TEMPLE, Texas — There are three types of skin cancer, basal cell carcinoma, squamous cell carcinoma and melanoma. May is Melanoma Awareness Month and while melanoma isn't the most common form of skin cancer, it is the most dangerous.
Melanoma is a serious form of skin cancer that begins in cells known as melanocytes and is more dangerous because of its ability to spread to other organs more rapidly.
"We live in Texas and a lot of us are of European descent and we are not that far from the equator and so we get a lot of UV radiation here, especially for those that are active," said Dr. Katie Fiala, a Dermatologist with Baylor Scott & White Health in Temple.
Dr. Fiala said those with hobbies like fishing, golfing, tennis and hunting, as well as those who work for a living in the field, it's understood they will be in the sun and absorbing dangerous UV rays but caution against not taking precautions to help protect your skin.
"The most UV radiation happens between 10 a.m. and 4 p.m., so if you do need to be out, try and get your chores done, your gardening and activities done before ten and you can go back out before four and you can have a little less UV damage," she said.
Catching it early is vital and can be life-changing for those diagnosed with skin cancer, especially so young. She said those who are proactive can be seen and have it treated the same day with very little impact on their daily lives.
"Melanoma can be a very aggressive skin cancer and can affect people that are very young," Dr. Fiala explained. "I have taken care of and treated people who are in there 20s and 30s and who have melanoma and have their whole lives ahead of them."

---+---

• _QUESTIONS_:
1. Answer these questions using the melanoma article:
(a) In which cells does melanoma begin?
(b) Between which hours does the most UV radiation happen?
(c) Which month is Melanoma Awareness Month?
2. Repeat the part of the melanoma article that opens with the words containing "Melanoma is a" and closes with "Health in Temple.".
You won't need the listing.

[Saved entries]

---+---

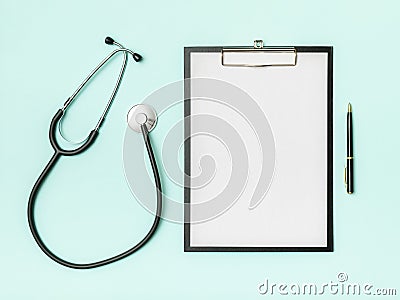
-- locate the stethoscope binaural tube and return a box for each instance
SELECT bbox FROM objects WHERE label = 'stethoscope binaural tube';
[27,38,162,269]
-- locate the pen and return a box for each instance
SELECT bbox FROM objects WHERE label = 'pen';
[345,103,354,194]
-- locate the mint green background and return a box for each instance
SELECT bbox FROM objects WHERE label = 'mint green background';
[0,0,400,299]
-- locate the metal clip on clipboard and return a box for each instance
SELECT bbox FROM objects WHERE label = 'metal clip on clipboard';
[221,40,297,67]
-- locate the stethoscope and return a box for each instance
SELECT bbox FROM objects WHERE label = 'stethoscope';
[28,37,162,269]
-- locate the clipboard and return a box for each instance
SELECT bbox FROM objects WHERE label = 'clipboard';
[184,40,333,252]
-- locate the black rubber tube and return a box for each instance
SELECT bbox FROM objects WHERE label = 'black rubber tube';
[28,122,162,269]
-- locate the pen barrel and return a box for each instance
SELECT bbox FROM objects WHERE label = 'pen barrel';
[346,158,354,194]
[347,112,353,157]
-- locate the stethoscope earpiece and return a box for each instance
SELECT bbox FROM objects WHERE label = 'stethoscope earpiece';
[28,36,162,269]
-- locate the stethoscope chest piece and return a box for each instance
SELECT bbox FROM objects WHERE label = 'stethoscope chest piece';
[127,104,157,133]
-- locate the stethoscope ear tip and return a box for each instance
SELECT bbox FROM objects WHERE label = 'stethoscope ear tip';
[132,53,143,62]
[104,36,115,45]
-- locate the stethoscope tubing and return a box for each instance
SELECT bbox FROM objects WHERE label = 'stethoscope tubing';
[28,110,162,269]
[27,37,162,269]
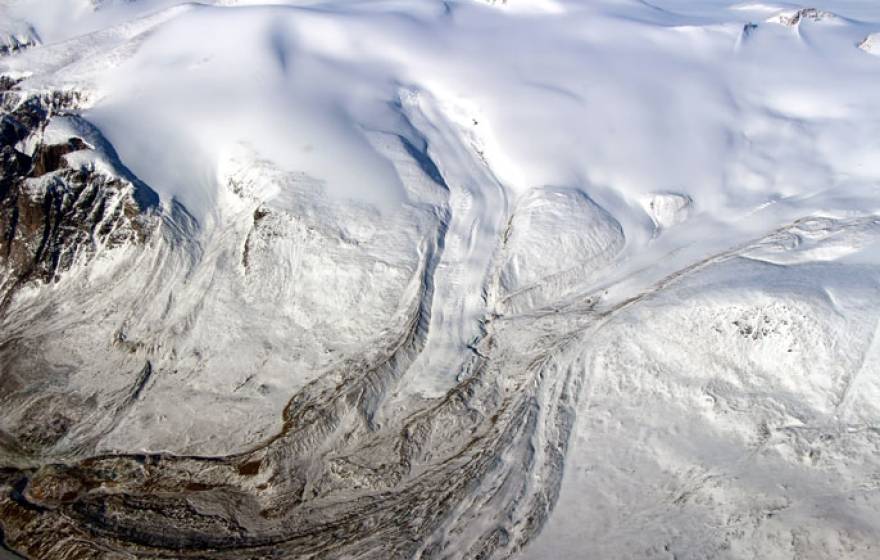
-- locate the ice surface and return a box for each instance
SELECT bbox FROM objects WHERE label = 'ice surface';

---+---

• _RESULTS OF THE EXERCISE_:
1.
(a) Melanocytes
(b) Between 10 a.m. and 4 p.m.
(c) May

2.
Melanoma is a serious form of skin cancer that begins in cells known as melanocytes and is more dangerous because of its ability to spread to other organs more rapidly.
"We live in Texas and a lot of us are of European descent and we are not that far from the equator and so we get a lot of UV radiation here, especially for those that are active," said Dr. Katie Fiala, a Dermatologist with Baylor Scott & White Health in Temple.